** Opening Supplied information block **

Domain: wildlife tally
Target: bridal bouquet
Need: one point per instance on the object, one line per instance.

** Closing Supplied information block **
** Opening Supplied information block **

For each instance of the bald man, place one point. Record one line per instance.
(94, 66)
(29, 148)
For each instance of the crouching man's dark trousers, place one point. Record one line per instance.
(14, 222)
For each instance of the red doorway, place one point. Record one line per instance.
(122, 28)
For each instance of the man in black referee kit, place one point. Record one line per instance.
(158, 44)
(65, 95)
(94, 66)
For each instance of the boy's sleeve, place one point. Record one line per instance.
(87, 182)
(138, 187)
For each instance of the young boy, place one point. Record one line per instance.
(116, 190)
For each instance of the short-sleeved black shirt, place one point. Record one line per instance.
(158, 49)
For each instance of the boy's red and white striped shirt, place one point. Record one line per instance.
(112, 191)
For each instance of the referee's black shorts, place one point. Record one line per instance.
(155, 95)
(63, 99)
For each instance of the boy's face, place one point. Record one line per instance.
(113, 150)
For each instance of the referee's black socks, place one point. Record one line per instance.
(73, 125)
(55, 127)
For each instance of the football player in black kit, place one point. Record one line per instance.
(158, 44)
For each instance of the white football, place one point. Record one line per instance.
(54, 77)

** Closing Supplied information block **
** Opening Supplied information block **

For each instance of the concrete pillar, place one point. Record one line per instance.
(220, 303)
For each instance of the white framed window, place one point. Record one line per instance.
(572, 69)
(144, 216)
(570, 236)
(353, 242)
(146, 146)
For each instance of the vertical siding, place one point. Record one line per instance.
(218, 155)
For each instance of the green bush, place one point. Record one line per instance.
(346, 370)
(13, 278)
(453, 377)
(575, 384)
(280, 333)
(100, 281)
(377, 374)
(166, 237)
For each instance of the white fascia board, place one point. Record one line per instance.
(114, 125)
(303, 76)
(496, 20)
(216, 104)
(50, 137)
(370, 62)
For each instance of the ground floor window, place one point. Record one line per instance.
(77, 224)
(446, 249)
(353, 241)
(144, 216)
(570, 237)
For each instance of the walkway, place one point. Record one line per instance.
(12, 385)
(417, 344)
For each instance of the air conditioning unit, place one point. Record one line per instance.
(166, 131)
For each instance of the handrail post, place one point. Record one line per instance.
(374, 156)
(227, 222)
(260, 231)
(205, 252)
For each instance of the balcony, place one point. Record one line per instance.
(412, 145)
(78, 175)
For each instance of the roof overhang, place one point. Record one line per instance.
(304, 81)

** Closing Supplied information block **

Here the job is to set down exactly the lines of the material above that fall between the one with "Domain: wildlife tally" and the one with "Need: one point", inclusive, and nothing beyond them.

§ **Output below**
Domain: wildlife tally
Target: bridal bouquet
Need: one point per instance on the object, one line per instance.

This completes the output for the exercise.